» INSTRUCTIONS TO FOLLOW:
Which lines in the data contain the string "positive"? Return each of them in full, matching case exactly.

[Dataset entries]
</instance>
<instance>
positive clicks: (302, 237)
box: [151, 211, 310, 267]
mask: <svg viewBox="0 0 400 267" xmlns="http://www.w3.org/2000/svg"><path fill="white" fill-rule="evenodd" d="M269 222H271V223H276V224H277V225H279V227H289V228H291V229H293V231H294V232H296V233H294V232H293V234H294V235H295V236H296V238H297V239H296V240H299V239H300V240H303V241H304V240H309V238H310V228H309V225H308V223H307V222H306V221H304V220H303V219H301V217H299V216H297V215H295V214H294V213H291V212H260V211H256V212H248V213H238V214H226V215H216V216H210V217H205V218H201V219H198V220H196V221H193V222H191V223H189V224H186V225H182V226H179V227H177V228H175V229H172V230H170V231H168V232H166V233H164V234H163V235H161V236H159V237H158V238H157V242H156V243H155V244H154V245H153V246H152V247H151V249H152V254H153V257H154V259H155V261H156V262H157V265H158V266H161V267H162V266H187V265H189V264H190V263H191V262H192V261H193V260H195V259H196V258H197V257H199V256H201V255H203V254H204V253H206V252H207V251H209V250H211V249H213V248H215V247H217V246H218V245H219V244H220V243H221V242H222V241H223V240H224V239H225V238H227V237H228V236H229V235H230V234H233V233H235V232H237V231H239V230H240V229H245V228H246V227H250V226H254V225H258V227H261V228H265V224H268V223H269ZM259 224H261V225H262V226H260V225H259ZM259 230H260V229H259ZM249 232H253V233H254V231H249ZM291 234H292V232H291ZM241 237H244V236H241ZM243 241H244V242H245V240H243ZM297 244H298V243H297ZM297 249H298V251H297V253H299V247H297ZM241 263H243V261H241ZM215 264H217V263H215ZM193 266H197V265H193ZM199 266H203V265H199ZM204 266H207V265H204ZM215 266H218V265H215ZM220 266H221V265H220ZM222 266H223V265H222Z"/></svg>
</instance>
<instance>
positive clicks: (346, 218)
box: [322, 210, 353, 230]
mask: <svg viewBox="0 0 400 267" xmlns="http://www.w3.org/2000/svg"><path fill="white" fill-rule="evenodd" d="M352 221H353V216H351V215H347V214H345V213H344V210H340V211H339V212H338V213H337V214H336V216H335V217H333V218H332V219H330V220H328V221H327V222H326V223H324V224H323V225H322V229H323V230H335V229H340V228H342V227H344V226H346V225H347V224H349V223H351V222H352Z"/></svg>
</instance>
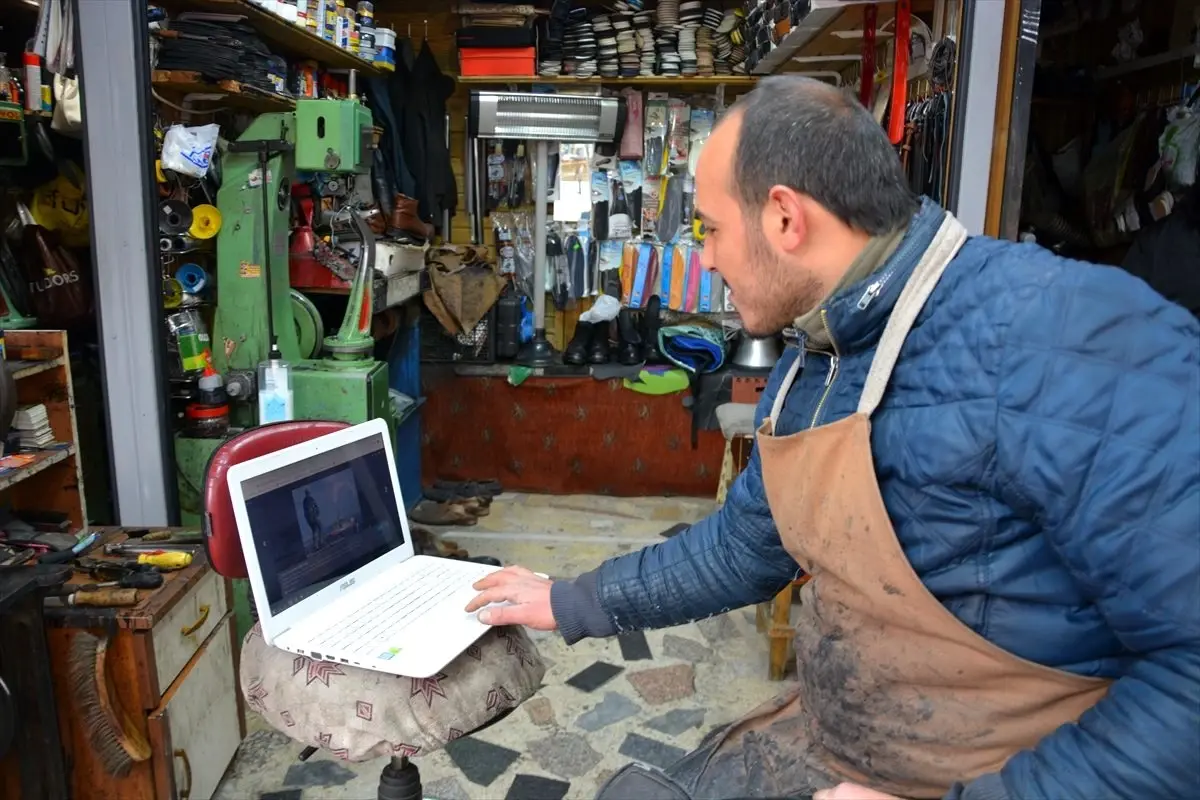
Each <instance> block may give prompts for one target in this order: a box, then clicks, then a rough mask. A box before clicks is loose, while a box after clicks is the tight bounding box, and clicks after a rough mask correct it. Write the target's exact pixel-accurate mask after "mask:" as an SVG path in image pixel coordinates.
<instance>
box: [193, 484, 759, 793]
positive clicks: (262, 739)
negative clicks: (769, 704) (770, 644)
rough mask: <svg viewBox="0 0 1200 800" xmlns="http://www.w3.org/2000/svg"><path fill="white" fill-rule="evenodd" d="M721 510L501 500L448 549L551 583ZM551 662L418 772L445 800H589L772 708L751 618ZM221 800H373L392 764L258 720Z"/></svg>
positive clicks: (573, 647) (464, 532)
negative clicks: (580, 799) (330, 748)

» EXPECTED OUTPUT:
positive clicks: (302, 237)
positive clicks: (346, 218)
positive clicks: (262, 739)
positive clicks: (573, 647) (464, 532)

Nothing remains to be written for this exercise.